# ENTRIES PROVIDED start

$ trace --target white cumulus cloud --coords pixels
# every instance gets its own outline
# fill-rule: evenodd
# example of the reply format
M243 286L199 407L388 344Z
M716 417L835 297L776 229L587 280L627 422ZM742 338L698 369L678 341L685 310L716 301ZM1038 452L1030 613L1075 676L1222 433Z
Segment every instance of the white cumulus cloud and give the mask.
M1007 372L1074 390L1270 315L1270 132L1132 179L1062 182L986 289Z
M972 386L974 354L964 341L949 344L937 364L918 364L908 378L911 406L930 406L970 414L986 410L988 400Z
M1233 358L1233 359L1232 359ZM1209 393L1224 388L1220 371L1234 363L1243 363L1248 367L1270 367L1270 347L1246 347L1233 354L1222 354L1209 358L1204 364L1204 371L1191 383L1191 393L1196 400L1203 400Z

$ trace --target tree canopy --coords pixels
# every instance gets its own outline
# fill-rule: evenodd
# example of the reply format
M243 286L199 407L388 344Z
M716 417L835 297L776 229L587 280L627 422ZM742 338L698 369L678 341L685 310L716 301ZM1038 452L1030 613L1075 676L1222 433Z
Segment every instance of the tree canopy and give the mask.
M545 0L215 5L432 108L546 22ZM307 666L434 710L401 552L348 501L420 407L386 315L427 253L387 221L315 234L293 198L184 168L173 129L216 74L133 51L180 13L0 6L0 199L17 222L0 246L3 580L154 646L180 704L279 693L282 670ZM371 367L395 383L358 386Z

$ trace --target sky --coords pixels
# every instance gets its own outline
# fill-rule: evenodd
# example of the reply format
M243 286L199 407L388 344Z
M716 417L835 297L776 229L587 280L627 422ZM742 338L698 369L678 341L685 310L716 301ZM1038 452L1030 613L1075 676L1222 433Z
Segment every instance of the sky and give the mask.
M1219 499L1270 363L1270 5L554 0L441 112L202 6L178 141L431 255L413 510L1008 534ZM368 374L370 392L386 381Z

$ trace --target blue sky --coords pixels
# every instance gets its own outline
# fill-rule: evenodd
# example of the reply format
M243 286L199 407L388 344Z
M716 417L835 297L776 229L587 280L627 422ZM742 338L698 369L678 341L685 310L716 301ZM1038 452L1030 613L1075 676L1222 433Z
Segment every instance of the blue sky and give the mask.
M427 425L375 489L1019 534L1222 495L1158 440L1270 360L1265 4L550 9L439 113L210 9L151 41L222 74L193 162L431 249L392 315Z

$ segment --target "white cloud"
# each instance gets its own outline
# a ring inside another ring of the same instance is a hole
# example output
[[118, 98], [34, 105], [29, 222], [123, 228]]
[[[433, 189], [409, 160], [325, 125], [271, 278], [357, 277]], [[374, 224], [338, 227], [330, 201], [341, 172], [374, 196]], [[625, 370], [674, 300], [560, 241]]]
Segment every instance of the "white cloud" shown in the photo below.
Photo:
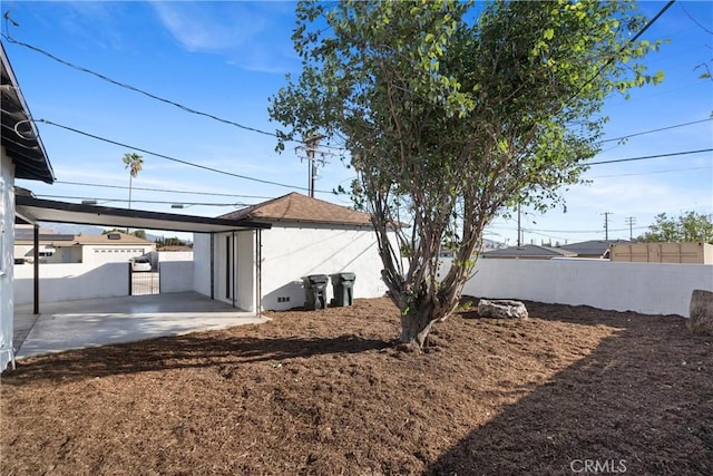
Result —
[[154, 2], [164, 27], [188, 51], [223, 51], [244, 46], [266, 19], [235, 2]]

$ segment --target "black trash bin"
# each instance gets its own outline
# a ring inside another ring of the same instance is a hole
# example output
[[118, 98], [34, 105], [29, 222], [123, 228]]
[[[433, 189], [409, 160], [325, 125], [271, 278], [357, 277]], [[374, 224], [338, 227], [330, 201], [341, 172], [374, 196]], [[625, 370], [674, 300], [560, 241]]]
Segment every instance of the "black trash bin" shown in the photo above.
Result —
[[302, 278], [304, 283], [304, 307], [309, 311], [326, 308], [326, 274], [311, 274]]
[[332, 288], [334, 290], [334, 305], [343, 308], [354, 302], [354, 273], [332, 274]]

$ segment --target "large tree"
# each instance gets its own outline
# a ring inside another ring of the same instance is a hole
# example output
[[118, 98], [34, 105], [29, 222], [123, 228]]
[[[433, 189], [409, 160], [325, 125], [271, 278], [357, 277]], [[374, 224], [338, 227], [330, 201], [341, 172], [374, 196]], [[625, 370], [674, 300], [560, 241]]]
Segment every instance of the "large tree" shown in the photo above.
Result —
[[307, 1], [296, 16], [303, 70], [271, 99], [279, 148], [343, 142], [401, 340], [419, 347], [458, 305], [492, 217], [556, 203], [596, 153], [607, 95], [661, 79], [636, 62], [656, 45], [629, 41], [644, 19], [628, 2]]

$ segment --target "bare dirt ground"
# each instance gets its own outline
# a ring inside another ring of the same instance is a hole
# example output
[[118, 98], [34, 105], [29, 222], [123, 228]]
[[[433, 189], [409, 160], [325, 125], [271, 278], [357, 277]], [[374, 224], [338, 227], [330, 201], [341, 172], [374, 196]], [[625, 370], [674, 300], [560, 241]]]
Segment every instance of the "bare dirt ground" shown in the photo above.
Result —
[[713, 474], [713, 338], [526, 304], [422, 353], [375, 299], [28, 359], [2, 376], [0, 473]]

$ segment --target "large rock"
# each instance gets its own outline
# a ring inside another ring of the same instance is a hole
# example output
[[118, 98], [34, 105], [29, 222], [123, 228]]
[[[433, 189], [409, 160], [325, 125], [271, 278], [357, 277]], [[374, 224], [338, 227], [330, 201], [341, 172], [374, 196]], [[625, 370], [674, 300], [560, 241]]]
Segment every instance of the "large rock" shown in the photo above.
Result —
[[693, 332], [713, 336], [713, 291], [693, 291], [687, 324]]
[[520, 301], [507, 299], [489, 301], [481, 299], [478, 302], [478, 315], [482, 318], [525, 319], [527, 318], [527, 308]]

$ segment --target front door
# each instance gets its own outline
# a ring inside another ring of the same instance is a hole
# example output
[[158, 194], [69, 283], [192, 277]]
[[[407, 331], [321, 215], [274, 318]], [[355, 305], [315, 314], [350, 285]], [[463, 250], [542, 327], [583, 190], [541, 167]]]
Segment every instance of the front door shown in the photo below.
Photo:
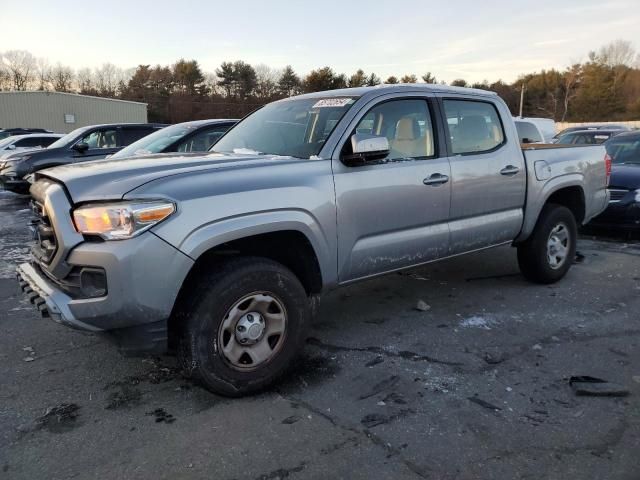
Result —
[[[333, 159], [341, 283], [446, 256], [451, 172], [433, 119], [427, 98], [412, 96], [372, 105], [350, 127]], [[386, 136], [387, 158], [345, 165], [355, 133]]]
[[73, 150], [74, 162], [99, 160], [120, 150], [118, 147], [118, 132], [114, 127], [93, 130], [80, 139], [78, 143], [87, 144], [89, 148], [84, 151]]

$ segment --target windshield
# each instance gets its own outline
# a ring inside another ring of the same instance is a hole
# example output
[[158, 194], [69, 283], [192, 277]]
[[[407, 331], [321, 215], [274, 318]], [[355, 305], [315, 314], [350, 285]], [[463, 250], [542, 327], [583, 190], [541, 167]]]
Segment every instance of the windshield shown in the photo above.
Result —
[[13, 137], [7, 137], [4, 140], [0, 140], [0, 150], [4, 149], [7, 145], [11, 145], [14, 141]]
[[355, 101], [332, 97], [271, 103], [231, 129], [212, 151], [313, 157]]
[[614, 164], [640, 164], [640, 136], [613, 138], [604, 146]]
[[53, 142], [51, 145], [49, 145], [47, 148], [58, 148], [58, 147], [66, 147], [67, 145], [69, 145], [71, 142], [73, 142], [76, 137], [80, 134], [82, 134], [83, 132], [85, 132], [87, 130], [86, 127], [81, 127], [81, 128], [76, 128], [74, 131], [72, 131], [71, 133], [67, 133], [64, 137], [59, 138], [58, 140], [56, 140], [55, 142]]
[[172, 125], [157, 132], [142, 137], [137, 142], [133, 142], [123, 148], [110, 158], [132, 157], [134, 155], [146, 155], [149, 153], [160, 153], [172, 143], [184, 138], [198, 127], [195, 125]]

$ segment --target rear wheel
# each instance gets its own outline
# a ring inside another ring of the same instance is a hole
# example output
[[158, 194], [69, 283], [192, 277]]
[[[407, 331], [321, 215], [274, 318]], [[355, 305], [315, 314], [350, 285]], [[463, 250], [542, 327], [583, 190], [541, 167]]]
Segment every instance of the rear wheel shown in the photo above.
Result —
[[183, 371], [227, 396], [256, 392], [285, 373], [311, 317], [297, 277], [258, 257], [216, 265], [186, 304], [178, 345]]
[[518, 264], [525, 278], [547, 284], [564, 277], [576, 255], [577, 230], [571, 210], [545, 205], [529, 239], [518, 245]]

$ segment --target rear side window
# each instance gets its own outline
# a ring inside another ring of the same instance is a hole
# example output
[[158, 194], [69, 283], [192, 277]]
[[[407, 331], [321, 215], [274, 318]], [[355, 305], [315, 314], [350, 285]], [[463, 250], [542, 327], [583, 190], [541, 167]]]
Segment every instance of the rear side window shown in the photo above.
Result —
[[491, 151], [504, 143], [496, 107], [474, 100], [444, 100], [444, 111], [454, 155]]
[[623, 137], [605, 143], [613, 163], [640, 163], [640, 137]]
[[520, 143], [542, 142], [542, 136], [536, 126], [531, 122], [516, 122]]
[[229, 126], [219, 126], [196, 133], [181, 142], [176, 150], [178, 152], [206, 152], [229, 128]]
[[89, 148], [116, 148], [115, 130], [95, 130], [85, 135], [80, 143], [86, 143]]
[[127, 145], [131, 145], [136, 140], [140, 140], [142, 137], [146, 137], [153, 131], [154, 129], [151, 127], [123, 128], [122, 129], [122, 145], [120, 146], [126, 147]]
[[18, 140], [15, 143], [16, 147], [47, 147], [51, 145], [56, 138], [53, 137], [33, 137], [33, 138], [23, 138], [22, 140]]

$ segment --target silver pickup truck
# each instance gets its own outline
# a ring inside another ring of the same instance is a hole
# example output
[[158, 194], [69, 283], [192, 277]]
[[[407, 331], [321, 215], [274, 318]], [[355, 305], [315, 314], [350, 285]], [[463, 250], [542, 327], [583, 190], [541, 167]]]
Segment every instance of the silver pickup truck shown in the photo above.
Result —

# ENTRIES PROVIDED end

> PROBLEM TO WORK ON: List each line of the entries above that contains the string "cumulus", copying every such line in full.

> ANSWER:
$ trace --target white cumulus cloud --coords pixels
Segment every instance of the white cumulus cloud and give the mask.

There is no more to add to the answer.